Kerrigan Dealer Survey shows that 33% expect an increase in their dealership valuation; 47% anticipate an increase in buy/sell activity; Subaru and Toyota top valuation expectations.
Auto dealers were more optimistic about the valuation of their dealerships in 2020 than in 2019 as reported in Kerrigan Advisors’ 2020 Dealer Survey released in the fourth quarter. For all of the disruption and novelty of 2020, this age old business model and mature industry continues to find ways to perform well, further reinforcing the belief that the auto retail business model remains flexible, adaptable, and a very consistent source of cash flow. These beliefs got tested once again in early 2020, and auto retail came out with flying colors.

EXERCISE DATA —

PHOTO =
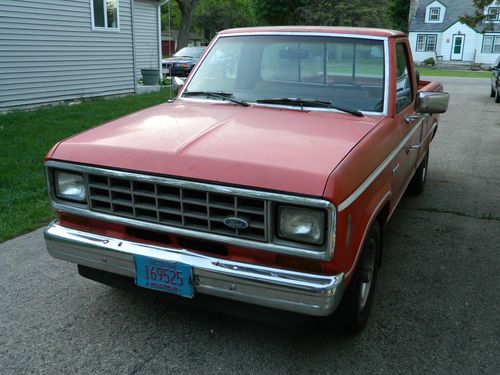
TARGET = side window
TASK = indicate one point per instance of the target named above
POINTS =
(404, 90)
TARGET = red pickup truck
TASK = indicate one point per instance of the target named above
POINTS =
(268, 180)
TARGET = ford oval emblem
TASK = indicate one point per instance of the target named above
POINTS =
(235, 222)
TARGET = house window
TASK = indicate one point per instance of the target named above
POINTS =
(426, 42)
(434, 14)
(104, 14)
(493, 14)
(491, 44)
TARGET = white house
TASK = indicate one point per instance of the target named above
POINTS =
(57, 50)
(436, 32)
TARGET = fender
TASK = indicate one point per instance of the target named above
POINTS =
(370, 214)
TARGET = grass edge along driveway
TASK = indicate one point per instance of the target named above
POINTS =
(432, 72)
(25, 139)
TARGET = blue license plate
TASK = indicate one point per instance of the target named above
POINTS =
(175, 278)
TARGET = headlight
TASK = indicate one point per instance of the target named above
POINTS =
(70, 186)
(301, 224)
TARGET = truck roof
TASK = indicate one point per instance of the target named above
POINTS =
(317, 29)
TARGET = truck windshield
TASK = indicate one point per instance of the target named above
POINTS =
(344, 71)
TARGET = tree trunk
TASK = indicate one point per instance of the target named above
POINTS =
(187, 10)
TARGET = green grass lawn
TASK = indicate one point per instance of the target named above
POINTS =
(27, 136)
(452, 73)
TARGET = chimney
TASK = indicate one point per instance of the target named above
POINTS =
(413, 9)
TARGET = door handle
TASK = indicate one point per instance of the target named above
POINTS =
(411, 118)
(413, 148)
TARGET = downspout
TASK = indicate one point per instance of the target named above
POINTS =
(159, 35)
(134, 63)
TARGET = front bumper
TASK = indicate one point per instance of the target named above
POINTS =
(297, 292)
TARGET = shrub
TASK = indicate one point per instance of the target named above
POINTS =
(430, 61)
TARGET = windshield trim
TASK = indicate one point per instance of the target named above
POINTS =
(384, 39)
(277, 106)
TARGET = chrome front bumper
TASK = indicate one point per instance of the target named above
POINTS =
(298, 292)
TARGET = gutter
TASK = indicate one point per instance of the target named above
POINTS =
(134, 63)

TASKS TO PERFORM —
1. In the dealer survey excerpt, what percentage of dealers expect their dealership valuation to increase?
2. List every quality that the dealer survey excerpt attributes to the auto retail business model in the belief it says was reinforced.
The data above is separate from the dealer survey excerpt.

ANSWERS PROVIDED —
1. 33%

2.
- flexible
- adaptable
- a very consistent source of cash flow